[Data records]
>>>>>
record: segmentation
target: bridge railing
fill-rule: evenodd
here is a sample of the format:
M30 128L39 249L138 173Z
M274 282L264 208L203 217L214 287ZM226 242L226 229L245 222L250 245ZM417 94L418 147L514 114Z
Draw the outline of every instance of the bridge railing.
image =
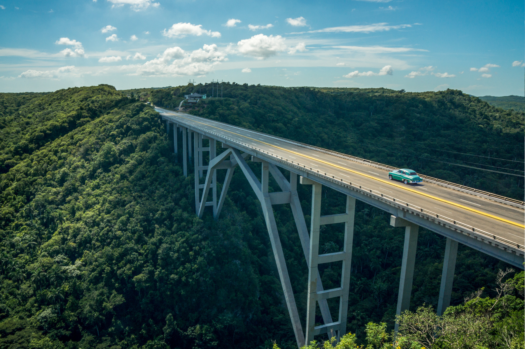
<<<<<
*WORK REQUIRED*. Arrange these lines as a Markdown table with the columns "Row" and "Line", numbering each nonblank line and skipping blank ones. Leave the pictures out of the answer.

*ANSWER*.
| Row | Line |
|---|---|
| 1 | record: segmentation |
| 2 | target: bridge railing |
| 3 | fill-rule: evenodd |
| 4 | here is a sample of the format: |
| 5 | M30 128L39 249L138 173Z |
| 6 | M274 282L264 208L203 217L214 287ZM226 242L226 229L245 222L250 245ZM417 94L418 147L514 114Z |
| 7 | Draw the outline of every instance of the bridge railing. |
| 8 | image = |